__Goal of the exercise__:
Transcribe the material verbatim in full; the pictures do not belong in the copy.

-------- Entries shown

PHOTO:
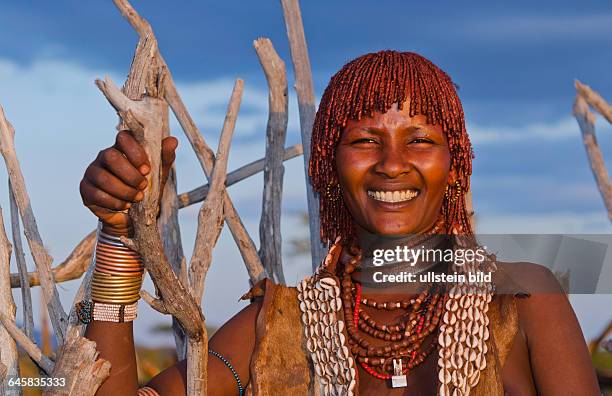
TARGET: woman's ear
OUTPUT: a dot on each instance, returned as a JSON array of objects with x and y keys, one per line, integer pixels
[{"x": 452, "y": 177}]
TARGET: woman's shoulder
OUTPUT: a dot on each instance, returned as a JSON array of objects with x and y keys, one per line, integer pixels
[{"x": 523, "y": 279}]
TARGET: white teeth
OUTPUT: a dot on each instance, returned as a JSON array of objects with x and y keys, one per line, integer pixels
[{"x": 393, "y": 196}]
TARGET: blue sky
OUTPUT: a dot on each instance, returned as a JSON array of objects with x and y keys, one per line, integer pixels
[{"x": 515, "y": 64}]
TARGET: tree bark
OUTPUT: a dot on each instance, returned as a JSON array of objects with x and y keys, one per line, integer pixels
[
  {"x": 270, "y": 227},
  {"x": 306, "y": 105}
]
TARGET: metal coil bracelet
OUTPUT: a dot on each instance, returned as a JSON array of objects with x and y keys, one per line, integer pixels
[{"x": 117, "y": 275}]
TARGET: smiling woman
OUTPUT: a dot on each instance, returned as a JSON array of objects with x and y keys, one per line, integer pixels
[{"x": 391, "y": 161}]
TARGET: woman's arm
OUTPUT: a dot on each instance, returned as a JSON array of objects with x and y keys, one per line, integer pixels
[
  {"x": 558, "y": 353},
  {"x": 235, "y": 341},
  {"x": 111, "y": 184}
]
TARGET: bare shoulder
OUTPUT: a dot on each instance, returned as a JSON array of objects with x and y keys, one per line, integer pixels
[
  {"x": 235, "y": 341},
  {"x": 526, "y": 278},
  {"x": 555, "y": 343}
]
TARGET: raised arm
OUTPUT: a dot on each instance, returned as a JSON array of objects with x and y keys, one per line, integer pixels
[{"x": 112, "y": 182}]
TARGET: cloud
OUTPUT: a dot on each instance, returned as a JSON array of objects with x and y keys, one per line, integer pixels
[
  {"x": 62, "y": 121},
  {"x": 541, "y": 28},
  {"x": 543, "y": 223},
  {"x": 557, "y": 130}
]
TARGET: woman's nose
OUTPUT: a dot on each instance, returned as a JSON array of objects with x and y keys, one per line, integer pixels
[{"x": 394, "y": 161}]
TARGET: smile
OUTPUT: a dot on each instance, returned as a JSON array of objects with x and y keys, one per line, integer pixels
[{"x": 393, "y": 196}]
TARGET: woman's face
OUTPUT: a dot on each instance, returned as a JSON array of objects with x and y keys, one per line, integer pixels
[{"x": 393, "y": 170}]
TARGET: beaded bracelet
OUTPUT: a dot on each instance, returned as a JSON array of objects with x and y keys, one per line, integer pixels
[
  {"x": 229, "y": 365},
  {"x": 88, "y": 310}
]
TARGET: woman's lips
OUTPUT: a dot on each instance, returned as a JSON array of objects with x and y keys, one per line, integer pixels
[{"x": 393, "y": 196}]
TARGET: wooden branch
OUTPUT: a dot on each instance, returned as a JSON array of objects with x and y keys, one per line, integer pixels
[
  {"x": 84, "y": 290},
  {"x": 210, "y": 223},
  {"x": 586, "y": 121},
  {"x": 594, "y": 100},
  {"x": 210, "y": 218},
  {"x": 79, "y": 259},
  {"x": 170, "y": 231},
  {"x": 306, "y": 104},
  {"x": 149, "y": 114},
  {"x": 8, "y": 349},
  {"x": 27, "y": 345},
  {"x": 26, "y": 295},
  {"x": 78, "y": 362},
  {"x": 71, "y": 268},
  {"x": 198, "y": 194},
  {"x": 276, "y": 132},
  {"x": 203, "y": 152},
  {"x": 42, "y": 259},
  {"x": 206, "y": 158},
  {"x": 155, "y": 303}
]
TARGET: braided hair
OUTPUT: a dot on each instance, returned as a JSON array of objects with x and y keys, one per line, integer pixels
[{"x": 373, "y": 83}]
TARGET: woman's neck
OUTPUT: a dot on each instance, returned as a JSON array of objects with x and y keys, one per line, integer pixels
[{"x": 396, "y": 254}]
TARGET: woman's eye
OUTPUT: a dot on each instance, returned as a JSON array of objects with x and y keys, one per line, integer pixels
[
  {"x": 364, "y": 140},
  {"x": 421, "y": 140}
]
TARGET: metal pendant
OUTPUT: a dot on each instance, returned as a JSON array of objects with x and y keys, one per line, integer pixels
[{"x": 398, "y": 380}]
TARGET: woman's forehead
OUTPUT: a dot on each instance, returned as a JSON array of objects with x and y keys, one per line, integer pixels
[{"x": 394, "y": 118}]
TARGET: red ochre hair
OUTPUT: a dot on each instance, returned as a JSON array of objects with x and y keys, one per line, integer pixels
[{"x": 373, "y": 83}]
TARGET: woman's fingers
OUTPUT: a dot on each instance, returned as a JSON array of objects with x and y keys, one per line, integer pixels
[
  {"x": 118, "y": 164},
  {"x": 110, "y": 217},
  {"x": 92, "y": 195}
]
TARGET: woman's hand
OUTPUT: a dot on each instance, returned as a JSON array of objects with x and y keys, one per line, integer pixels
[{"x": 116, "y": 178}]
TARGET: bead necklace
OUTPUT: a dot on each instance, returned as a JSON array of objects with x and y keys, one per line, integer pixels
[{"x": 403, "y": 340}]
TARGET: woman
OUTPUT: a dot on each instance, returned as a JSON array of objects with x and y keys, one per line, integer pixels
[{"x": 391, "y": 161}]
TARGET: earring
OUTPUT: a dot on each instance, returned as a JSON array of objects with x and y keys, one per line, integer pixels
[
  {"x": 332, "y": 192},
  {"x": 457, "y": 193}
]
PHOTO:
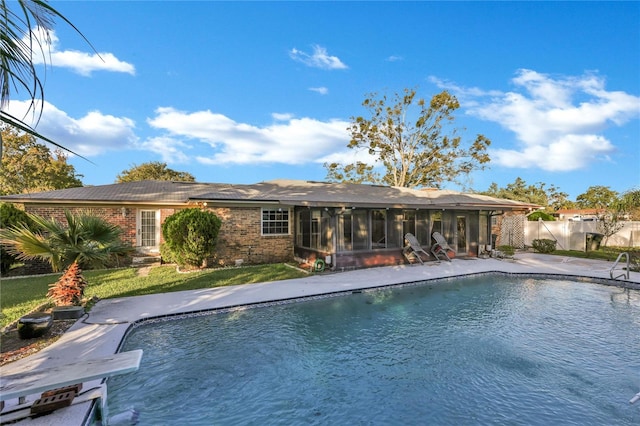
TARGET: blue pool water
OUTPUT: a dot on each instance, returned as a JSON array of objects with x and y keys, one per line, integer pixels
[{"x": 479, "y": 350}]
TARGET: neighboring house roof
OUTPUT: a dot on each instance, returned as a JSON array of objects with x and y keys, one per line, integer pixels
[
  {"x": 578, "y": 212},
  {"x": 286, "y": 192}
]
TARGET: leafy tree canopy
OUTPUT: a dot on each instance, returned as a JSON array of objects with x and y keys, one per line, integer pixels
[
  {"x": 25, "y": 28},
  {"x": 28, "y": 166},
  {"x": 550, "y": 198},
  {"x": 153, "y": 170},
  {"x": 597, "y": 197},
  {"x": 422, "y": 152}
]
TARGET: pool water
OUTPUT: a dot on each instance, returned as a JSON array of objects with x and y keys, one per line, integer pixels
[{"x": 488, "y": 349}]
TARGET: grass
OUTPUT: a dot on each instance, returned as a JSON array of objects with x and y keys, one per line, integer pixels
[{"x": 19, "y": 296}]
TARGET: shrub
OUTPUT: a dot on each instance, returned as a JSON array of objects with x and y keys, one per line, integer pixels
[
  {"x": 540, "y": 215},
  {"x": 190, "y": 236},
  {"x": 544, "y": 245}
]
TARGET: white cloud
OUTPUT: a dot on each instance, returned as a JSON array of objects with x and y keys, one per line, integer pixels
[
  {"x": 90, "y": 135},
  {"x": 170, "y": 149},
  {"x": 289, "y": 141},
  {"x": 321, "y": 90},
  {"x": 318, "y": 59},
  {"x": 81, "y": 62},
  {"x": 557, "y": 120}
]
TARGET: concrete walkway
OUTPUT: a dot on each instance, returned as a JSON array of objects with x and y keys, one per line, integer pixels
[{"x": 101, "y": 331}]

----------------

__In response__:
PHOTO:
TARGET: woman's ear
OUTPUT: a dot on each instance, returned as a JSON array of objects with x and y keys, one per line, integer pixels
[{"x": 452, "y": 177}]
TARGET: woman's shoulder
OUTPUT: a dot on each instance, returned as a JSON array of objects with x and y keys, one per line, integer pixels
[{"x": 523, "y": 279}]
TARGET: white teeth
OUTPUT: a dot on each instance, returned as a JSON array of objects with x and y keys, one per line, integer pixels
[{"x": 393, "y": 196}]
TARGET: blue sky
OUTPUT: a dot on each instance, returned as a JSON array of objects with x and y keys, one per line, integer pixels
[{"x": 515, "y": 64}]
TARGET: tree bark
OUTPUT: a dot on each instance, returned as a JSON array of objects with x and y keys, one per line, integer pixels
[
  {"x": 270, "y": 227},
  {"x": 306, "y": 105}
]
TARGET: metal coil bracelet
OUTPUT: a dot on each instance, returned as a JSON array of objects with x and y keys, one per line, integer pixels
[{"x": 117, "y": 275}]
TARGET: smiling woman
OUTPUT: a dot on each instance, returned as a JSON array of objects with x and y keys, one per line, integer pixels
[{"x": 391, "y": 161}]
TARGET: woman's arm
OUTPUT: a dot on each instance, returned as a JSON array of objects with x and y keys, one per line, integer pixels
[
  {"x": 558, "y": 353},
  {"x": 235, "y": 341},
  {"x": 111, "y": 184}
]
TARGET: bare shoulder
OUTPUT: a dot on each instance, returned as a JSON array of objects with x and y keys, one per line, integer pixels
[
  {"x": 235, "y": 341},
  {"x": 526, "y": 278},
  {"x": 555, "y": 343}
]
TARGET: raised arm
OUTPUT: a dot on each instance, returned as a JSON array of objects with x and y keys, one per line, integer pixels
[{"x": 112, "y": 182}]
TARGET: cloud
OUTPUT: a dot on each instance, returned as a JSON array of objects with x and y keys, one per line, integer pixels
[
  {"x": 62, "y": 121},
  {"x": 541, "y": 28},
  {"x": 543, "y": 223},
  {"x": 557, "y": 130}
]
TARGET: woman's nose
OUTPUT: a dot on each instance, returned as a JSON array of objects with x and y keys, one per line, integer pixels
[{"x": 394, "y": 161}]
TARGET: smile
OUTPUT: a dot on each instance, returned as a JSON array of objects with x and y keys, one per line, integer pixels
[{"x": 393, "y": 196}]
TARGET: woman's face
OUTPUT: a dot on each instance, returned as a JSON array of objects with x and y keys, one per line, integer pixels
[{"x": 393, "y": 170}]
TARGET: beaded bracelet
OUTPUT: a dot on each instance, returned as a JSON array of objects with x and y keys, one per line, integer pixels
[
  {"x": 229, "y": 365},
  {"x": 88, "y": 310}
]
TARGET: woman's lips
OUTPUT: a dot on each instance, returned as a JSON array of objects with x and y keys, one per line, integer pixels
[{"x": 393, "y": 196}]
TARGET: wooden branch
OUTPUT: a dot on each instance, returned as a JSON array of objects with x and y keys, one per line, integer pixels
[
  {"x": 84, "y": 290},
  {"x": 210, "y": 223},
  {"x": 586, "y": 121},
  {"x": 594, "y": 100},
  {"x": 210, "y": 218},
  {"x": 79, "y": 259},
  {"x": 170, "y": 231},
  {"x": 306, "y": 104},
  {"x": 149, "y": 114},
  {"x": 8, "y": 349},
  {"x": 27, "y": 345},
  {"x": 26, "y": 295},
  {"x": 78, "y": 362},
  {"x": 71, "y": 268},
  {"x": 198, "y": 194},
  {"x": 276, "y": 132},
  {"x": 203, "y": 152},
  {"x": 42, "y": 259},
  {"x": 206, "y": 158},
  {"x": 155, "y": 303}
]
TARGET: braided hair
OUTPUT: a dot on each instance, returned as a JSON array of objects with x and y keys, one per line, integer pixels
[{"x": 373, "y": 83}]
TARGET: woman's neck
OUTPUT: a dot on each instance, returned as a JSON array of objects with x and y keys, one per line, integer pixels
[{"x": 396, "y": 254}]
TARGET: woman's eye
OUTPUT: a dot on each instance, returned as a JSON array of objects with x and y keys, one per line, integer pixels
[
  {"x": 364, "y": 140},
  {"x": 421, "y": 140}
]
TARGET: metal pendant
OUTPUT: a dot on each instance, returned as a JSON array of objects with x and y keys, one per line, integer pixels
[{"x": 398, "y": 380}]
TARGET: woman's forehead
OUTPUT: a dot on each instance, returned as a JSON array of objects with x and y keys, one per line, integer pixels
[{"x": 394, "y": 118}]
TARGET: red ochre hair
OUTPUT: a dot on each instance, returned as a JSON array of objects with x and y keys, one per line, integer pixels
[{"x": 373, "y": 83}]
TARGET: woman's fingers
OUTPUT: a dot on each instance, returned as a JSON array of objects with x and y keys, one per line, integer pixels
[
  {"x": 118, "y": 164},
  {"x": 110, "y": 217},
  {"x": 92, "y": 195}
]
TARGET: woman's hand
OUTPUT: a dot on each instance, returned as a JSON array of objects with x and y keys, one per line, integer pixels
[{"x": 116, "y": 178}]
TARGET: bead necklace
OUTPUT: a dot on each instance, returned as a JSON array of objects with x and y keys, one per line, integer pixels
[{"x": 403, "y": 340}]
TARGET: woman
OUTPUT: a dot on each instance, returned as a JSON array of objects with x and y keys, one per line, integer pixels
[{"x": 391, "y": 161}]
TARGET: earring
OUTPUT: a dot on each instance, returned as a JSON array of objects with x and y keys, one per line, integer pixels
[
  {"x": 332, "y": 192},
  {"x": 457, "y": 193}
]
PHOTO:
TARGET: blue pool water
OUTPUT: a dot on each instance, returned as a JSON array of objects with x and y keys, one per line, integer pixels
[{"x": 479, "y": 350}]
TARGET: neighboring house roof
OUTPUT: a dot on each instance, returned as a JSON array of objects with x and y keys, one per line, integer pixels
[
  {"x": 578, "y": 212},
  {"x": 286, "y": 192}
]
TARGET: leafy tree canopy
OUTPUT: a dot on each instance, returned as a JSON array of objects with x and y keys, one per line, integer pixels
[
  {"x": 25, "y": 28},
  {"x": 28, "y": 166},
  {"x": 550, "y": 198},
  {"x": 153, "y": 170},
  {"x": 597, "y": 197},
  {"x": 422, "y": 152}
]
TARGET: pool water
OUTPUT: a dot on each instance, returned as a JSON array of objects with x and y keys, one per line, integer pixels
[{"x": 488, "y": 349}]
TARGET: grass
OUTPUT: a dot on each instance, returned as a JSON array of objects with x and y keys, one per line, integer pixels
[{"x": 19, "y": 296}]
TARGET: shrub
OUTPUT: a dot on each instance, returned as a JSON array of objects with x and y keys, one per line, integer pixels
[
  {"x": 540, "y": 215},
  {"x": 190, "y": 236},
  {"x": 544, "y": 245}
]
TARGET: white cloud
OUTPUT: a dot on each instance, returned as a JSON array of objects with x and y keys, one per line, integer pixels
[
  {"x": 90, "y": 135},
  {"x": 170, "y": 149},
  {"x": 289, "y": 141},
  {"x": 321, "y": 90},
  {"x": 318, "y": 59},
  {"x": 81, "y": 62},
  {"x": 557, "y": 120}
]
TARGET: concrete walkway
OUTPUT: a dot on each instance, returned as a JSON array of objects with x and y keys, one per line, integer pixels
[{"x": 101, "y": 331}]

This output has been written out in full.